Goal >> Filter the listing below, keeping every line that contains the word "concrete" and copying each one out. Match case exactly.
* Start *
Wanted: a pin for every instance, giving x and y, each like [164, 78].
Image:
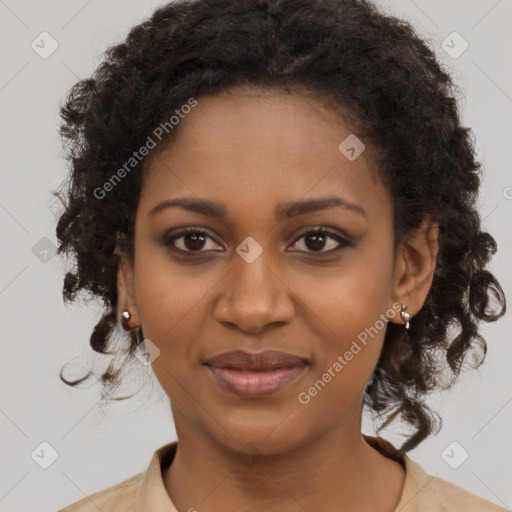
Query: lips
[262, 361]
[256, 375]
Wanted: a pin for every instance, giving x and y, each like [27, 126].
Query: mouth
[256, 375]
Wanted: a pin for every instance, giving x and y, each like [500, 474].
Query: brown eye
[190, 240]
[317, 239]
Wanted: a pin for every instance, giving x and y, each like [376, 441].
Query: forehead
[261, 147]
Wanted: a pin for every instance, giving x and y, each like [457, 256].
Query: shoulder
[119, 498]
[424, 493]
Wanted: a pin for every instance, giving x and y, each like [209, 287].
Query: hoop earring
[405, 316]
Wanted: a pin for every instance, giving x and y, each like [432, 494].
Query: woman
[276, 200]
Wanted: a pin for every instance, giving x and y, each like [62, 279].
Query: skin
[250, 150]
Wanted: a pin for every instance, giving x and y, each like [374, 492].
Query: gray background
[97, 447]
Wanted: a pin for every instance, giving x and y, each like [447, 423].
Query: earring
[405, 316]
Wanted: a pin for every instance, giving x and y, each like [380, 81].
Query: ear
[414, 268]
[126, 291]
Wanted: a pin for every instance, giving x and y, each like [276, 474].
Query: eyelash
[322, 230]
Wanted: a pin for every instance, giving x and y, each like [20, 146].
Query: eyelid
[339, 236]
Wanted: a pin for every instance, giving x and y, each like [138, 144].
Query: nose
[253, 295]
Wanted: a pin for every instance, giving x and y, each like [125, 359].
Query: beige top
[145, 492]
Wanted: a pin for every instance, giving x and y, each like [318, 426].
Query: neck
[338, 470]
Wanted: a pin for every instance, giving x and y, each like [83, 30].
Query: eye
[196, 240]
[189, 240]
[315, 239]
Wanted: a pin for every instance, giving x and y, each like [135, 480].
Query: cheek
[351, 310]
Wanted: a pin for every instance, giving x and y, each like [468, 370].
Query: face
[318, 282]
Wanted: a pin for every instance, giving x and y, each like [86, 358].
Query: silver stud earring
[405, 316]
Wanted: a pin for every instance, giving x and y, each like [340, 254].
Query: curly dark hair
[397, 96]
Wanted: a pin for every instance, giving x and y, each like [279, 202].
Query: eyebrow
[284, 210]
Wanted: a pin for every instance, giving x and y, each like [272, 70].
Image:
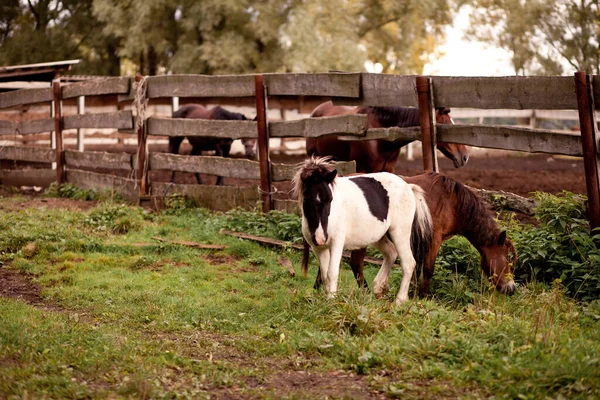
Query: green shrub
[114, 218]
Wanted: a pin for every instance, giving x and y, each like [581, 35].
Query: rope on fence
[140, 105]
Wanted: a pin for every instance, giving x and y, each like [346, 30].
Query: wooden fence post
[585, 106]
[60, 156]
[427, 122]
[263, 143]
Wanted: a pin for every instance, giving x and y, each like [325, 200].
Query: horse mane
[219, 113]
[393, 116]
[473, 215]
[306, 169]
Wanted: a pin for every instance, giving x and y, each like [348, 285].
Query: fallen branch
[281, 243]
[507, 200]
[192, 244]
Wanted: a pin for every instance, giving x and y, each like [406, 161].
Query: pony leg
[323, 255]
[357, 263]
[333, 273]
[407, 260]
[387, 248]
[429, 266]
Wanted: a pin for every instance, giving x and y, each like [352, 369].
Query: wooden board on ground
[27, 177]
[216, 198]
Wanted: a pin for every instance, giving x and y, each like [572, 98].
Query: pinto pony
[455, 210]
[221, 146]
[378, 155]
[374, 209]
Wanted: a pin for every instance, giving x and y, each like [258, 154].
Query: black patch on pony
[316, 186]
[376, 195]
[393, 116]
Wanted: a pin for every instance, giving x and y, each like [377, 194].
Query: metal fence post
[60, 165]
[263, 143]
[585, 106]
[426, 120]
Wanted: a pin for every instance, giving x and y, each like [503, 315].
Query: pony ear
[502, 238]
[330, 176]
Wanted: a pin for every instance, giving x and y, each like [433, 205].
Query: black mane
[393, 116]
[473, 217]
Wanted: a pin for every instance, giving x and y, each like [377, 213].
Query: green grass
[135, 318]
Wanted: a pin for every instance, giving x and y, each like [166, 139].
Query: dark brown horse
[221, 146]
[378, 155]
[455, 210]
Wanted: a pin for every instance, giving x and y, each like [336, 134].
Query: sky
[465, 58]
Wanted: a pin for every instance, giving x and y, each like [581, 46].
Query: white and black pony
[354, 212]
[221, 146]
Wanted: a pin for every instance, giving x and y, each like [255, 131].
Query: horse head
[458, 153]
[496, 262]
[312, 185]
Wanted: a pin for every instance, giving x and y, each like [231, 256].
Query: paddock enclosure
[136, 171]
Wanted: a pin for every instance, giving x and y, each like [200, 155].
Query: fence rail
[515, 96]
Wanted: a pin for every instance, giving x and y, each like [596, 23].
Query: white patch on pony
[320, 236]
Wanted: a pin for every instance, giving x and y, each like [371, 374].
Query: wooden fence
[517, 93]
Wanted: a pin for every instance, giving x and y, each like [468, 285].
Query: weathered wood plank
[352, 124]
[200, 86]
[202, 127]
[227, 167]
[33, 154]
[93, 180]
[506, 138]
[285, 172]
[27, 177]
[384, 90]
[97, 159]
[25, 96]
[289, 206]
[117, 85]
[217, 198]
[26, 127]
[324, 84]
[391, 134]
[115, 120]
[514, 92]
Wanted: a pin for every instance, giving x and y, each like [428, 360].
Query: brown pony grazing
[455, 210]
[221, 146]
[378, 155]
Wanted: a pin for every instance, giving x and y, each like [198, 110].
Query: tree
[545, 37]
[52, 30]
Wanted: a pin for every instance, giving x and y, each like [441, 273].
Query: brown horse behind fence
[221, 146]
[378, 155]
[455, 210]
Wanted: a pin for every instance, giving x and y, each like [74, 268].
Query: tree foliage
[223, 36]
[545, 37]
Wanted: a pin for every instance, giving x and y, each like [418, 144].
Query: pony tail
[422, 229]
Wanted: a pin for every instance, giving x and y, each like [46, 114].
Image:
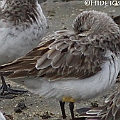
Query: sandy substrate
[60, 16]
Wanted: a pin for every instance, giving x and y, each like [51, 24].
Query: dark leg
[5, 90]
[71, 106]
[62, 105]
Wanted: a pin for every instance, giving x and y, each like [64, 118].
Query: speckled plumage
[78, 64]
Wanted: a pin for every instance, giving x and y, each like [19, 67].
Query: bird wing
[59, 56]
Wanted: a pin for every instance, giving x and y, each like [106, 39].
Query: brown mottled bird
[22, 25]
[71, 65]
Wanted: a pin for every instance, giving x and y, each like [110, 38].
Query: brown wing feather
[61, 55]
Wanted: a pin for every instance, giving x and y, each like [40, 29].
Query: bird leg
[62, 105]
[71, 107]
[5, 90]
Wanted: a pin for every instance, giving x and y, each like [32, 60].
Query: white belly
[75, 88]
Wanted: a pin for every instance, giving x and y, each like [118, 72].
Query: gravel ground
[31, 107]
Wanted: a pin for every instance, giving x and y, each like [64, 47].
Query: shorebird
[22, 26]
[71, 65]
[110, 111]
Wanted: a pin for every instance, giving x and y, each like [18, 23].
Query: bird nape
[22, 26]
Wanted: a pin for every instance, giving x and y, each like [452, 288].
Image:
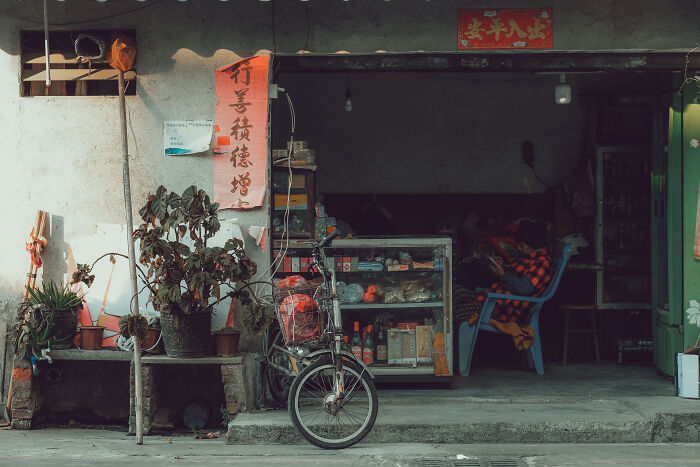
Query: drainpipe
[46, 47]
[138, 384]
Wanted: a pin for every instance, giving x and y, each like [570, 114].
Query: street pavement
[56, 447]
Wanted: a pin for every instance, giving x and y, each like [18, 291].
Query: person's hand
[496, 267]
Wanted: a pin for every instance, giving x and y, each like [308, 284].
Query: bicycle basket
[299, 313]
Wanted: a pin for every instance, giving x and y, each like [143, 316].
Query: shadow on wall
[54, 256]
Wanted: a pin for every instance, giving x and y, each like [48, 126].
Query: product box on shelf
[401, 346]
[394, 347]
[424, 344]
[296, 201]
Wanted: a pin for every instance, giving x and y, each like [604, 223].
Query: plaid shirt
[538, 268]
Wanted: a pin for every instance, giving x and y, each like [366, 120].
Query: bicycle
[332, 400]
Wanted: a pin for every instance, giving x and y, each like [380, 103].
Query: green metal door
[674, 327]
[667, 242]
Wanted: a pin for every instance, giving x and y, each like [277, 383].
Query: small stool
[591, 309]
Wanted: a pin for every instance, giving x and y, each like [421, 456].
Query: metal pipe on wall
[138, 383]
* End *
* Start *
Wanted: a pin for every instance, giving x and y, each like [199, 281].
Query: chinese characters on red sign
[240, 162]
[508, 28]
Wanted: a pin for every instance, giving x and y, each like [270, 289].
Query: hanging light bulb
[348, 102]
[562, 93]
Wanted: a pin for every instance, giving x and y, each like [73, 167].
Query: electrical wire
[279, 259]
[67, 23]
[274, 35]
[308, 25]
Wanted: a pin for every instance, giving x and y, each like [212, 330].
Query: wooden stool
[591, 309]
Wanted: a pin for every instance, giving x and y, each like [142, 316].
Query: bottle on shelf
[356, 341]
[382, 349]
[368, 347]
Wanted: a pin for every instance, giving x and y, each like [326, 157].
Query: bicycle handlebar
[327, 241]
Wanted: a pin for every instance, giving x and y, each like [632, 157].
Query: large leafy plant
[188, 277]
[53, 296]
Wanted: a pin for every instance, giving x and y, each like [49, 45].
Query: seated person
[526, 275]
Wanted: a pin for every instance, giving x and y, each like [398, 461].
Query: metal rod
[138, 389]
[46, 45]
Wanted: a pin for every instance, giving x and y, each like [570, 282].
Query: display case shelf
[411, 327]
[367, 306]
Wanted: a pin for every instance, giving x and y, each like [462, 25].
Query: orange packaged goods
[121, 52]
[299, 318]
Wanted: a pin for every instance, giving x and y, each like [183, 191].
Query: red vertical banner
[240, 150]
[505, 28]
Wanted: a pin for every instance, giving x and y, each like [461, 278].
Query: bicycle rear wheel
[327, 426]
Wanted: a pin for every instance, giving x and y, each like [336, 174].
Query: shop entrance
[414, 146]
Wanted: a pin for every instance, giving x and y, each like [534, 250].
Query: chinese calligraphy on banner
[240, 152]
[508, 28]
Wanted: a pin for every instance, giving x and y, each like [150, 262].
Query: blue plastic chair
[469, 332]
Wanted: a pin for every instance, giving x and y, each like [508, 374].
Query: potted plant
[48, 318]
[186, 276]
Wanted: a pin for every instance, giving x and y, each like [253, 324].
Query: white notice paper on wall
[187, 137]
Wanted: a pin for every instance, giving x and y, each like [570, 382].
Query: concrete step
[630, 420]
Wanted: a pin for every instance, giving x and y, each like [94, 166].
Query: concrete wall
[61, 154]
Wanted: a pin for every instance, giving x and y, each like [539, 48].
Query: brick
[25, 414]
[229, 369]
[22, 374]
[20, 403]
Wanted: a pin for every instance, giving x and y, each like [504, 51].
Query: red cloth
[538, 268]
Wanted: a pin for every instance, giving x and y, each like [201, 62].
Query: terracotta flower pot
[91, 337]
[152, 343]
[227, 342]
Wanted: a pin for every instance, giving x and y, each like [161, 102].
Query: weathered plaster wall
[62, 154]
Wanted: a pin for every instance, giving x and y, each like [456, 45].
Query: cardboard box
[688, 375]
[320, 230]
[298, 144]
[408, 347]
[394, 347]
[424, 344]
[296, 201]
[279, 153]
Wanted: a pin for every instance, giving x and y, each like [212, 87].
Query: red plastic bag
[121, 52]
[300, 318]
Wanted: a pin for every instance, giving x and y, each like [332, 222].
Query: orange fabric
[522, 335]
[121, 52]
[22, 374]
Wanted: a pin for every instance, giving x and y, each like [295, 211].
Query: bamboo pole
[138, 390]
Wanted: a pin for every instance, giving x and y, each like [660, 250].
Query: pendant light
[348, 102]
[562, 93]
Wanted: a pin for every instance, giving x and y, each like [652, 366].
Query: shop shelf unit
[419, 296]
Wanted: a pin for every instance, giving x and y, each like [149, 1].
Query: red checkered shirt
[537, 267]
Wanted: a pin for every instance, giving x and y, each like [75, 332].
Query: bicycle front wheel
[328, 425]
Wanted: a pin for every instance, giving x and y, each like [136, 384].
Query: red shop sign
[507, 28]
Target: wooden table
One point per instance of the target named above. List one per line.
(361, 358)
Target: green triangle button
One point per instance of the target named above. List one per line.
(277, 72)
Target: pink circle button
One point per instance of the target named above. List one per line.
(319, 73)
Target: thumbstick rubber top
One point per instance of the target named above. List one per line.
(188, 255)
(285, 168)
* End *
Result of this exercise >>
Query: concrete step
Query: concrete wall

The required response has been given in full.